AIM OF THE EXERCISE:
Rewrite the material between the lines holding "Place a point on every instance of the asphalt road" and "x=177 y=1121", inclusive, changing "side mirror" to "wing mirror" and leaving everything else the same.

ENTRIES:
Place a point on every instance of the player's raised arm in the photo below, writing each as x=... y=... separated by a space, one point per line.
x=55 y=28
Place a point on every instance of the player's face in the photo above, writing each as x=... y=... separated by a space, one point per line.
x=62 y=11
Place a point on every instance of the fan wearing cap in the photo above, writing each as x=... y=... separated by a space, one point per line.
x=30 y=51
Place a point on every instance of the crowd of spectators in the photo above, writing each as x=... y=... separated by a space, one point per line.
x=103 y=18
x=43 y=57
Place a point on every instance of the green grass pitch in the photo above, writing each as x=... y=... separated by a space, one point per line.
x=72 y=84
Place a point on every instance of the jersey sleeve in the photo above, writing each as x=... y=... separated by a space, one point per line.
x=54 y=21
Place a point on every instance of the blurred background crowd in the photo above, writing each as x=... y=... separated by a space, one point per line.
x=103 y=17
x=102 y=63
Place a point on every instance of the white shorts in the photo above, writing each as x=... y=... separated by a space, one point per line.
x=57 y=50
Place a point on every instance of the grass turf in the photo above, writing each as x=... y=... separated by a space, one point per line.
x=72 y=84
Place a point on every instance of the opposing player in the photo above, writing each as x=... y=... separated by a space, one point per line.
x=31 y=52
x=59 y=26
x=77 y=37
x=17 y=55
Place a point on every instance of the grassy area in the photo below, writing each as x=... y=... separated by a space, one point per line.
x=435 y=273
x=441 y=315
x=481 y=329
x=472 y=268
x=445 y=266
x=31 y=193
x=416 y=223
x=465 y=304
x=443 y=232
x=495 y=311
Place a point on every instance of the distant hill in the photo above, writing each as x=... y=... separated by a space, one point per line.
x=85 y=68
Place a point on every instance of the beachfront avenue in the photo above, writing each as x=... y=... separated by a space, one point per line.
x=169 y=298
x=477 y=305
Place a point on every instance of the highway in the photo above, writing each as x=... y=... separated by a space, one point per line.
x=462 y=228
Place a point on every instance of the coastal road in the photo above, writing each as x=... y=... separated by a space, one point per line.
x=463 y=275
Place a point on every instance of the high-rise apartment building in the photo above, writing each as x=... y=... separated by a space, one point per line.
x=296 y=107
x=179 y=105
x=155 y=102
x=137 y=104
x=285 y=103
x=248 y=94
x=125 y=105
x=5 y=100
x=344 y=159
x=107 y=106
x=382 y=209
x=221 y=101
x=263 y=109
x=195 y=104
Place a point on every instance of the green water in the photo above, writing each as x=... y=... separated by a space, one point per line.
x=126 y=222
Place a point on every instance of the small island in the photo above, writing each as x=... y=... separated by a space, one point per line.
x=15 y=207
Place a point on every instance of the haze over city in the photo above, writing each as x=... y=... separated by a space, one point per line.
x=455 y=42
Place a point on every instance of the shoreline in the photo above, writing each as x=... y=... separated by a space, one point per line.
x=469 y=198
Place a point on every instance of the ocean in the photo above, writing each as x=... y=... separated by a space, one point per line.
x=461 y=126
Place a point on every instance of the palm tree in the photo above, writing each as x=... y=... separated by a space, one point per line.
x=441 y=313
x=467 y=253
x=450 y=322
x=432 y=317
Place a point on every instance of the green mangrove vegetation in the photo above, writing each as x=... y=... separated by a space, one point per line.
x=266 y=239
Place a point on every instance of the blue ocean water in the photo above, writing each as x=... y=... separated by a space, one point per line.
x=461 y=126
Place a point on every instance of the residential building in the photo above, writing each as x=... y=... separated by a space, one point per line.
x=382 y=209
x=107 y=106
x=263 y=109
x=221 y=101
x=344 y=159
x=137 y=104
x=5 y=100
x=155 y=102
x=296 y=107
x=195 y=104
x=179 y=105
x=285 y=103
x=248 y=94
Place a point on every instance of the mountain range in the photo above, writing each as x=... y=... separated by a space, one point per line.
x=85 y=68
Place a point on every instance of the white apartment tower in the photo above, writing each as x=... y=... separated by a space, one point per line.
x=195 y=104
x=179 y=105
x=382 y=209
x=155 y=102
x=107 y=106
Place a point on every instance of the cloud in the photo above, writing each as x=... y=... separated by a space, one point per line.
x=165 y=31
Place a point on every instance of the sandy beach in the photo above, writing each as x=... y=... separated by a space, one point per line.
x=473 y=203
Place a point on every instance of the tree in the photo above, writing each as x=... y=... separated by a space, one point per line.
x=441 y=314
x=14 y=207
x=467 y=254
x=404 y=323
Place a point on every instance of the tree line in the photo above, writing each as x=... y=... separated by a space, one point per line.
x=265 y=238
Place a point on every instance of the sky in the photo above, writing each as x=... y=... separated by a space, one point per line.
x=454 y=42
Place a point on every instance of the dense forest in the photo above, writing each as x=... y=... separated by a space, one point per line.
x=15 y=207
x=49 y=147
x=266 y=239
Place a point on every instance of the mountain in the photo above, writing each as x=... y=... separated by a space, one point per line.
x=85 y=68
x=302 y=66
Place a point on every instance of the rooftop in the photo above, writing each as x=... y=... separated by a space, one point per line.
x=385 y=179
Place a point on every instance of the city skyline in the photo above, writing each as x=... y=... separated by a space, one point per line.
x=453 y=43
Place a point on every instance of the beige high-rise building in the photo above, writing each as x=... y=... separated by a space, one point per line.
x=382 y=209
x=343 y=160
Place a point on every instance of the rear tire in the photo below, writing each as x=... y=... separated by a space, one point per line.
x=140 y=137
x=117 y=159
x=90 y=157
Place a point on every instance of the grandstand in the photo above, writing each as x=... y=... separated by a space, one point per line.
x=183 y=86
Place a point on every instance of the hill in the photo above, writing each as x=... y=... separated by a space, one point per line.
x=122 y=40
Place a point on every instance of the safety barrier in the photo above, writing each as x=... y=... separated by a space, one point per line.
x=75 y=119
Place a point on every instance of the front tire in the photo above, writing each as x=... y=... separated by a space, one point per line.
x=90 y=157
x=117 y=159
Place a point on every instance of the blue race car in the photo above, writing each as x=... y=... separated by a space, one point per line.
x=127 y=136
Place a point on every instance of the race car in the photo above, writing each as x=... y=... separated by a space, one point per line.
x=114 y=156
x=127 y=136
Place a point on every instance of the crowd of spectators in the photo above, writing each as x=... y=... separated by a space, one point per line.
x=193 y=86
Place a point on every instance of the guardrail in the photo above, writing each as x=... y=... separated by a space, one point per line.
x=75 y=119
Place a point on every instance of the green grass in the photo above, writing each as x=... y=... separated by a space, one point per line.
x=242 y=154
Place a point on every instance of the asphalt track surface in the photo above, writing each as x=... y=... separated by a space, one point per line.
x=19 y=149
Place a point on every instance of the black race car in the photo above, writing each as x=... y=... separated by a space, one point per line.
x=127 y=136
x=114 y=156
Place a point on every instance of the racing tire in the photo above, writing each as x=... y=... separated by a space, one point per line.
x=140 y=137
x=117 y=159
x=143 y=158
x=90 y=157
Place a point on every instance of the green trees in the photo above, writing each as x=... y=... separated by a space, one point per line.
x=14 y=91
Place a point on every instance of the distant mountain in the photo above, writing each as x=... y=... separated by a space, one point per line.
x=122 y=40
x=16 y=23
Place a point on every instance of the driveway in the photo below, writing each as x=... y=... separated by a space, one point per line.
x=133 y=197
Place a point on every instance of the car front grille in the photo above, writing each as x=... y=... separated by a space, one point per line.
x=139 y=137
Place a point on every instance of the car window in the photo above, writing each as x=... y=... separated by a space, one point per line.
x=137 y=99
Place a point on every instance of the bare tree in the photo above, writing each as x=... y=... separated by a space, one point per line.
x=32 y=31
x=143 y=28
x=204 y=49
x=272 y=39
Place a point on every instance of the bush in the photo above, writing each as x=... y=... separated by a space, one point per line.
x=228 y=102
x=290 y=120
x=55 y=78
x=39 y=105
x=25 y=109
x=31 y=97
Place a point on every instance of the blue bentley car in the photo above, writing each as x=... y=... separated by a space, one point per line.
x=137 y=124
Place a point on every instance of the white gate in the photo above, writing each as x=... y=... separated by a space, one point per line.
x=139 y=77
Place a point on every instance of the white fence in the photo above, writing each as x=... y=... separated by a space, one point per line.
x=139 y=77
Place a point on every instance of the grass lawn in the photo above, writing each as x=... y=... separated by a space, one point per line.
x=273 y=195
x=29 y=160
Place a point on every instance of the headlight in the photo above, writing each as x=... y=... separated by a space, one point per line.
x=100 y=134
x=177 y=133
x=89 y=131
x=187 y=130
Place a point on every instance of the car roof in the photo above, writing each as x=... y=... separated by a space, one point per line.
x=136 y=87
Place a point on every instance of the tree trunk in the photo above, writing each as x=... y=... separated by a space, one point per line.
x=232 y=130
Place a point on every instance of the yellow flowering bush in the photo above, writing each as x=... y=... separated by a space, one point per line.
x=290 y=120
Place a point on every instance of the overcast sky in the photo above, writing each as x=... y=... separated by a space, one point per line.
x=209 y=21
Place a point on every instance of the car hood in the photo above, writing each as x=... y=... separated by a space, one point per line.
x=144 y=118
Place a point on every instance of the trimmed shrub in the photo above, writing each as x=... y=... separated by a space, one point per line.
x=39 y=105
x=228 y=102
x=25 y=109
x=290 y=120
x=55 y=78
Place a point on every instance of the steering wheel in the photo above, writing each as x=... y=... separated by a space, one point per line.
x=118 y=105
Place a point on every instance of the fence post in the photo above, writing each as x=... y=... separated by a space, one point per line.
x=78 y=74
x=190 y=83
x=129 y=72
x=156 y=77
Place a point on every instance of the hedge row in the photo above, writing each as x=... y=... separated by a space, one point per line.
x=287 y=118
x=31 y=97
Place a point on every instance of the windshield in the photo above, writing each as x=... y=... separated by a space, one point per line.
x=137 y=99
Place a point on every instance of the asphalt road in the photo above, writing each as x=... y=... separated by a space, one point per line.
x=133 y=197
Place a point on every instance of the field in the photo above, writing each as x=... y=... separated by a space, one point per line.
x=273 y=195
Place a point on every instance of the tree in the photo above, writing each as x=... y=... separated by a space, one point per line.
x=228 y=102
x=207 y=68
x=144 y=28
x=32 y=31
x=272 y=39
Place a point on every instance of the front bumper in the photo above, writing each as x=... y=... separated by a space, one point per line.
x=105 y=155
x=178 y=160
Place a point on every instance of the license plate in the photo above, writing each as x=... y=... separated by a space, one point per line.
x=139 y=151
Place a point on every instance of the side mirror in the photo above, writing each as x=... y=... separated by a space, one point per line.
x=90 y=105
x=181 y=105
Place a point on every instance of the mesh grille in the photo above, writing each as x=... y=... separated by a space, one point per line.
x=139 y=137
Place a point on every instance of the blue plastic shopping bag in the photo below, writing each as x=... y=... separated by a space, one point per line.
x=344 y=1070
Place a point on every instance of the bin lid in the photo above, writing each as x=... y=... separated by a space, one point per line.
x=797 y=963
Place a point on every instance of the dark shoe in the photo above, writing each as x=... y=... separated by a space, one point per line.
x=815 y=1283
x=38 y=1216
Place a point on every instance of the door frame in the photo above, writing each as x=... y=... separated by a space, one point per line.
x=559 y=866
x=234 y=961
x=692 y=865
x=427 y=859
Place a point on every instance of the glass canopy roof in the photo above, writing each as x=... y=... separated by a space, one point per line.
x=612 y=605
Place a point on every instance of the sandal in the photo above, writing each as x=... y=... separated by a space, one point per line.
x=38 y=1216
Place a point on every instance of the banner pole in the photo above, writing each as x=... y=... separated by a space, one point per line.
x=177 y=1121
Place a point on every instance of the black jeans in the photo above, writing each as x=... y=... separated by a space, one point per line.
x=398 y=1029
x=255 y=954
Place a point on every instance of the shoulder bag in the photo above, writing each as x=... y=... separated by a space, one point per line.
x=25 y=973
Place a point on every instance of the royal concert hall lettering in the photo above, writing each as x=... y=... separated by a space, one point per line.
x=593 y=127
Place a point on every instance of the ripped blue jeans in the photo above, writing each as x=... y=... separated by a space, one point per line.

SOLUTION:
Place a point on every instance of the asphalt road in the photo above, writing each as x=... y=... separated by a space, one point per line.
x=133 y=197
Place a point on every instance of the field in the photo above, writing each as x=... y=... separated by a space, one point per line.
x=273 y=195
Place a point on every instance of the tree in the photo above, writing each as x=... y=... separated by a space, one point per line.
x=228 y=102
x=207 y=68
x=144 y=28
x=32 y=31
x=272 y=39
Place a point on every instance of the front bumper in the photo above, writing each as x=... y=... separated by a space, one point per line.
x=105 y=155
x=178 y=160
Place a point on every instance of the license plate in the photo above, writing each as x=... y=... separated by a space, one point per line.
x=139 y=151
Place a point on every instance of the wing mirror in the photo above, writing each as x=... y=... separated by a space, one point per line.
x=90 y=105
x=181 y=105
Place a point on every instance of the mesh grille in the photo above, writing each as x=... y=... separated by a space, one point per line.
x=139 y=137
Place a point on every instance of the blue plastic shopping bag in the photo below, writing each as x=... y=... separated by a space, one point per line.
x=344 y=1070
Place a point on every instance of the bin lid in the photo above, writing each as x=... y=... separated by a space, one point per line.
x=797 y=963
Place a point on every instance of the dark shoe in the photo above, writing each as x=... y=... separated by a space, one point per line.
x=815 y=1283
x=38 y=1216
Place a point on every instance of the door frame in the photo above, writing each as x=... y=... separated by a space, one point per line.
x=559 y=866
x=234 y=961
x=692 y=865
x=427 y=859
Place a point on every instance of the glass canopy roof in the photo above, writing each as x=... y=... separated by a space, one point per line.
x=612 y=605
Place a point on every instance of the sandal in the photo above, writing each as x=... y=... separated by a space, one point per line.
x=38 y=1216
Place a point on every instance of the banner pole in the photo above, writing each as x=... y=... separated by a space, one point per line.
x=177 y=1121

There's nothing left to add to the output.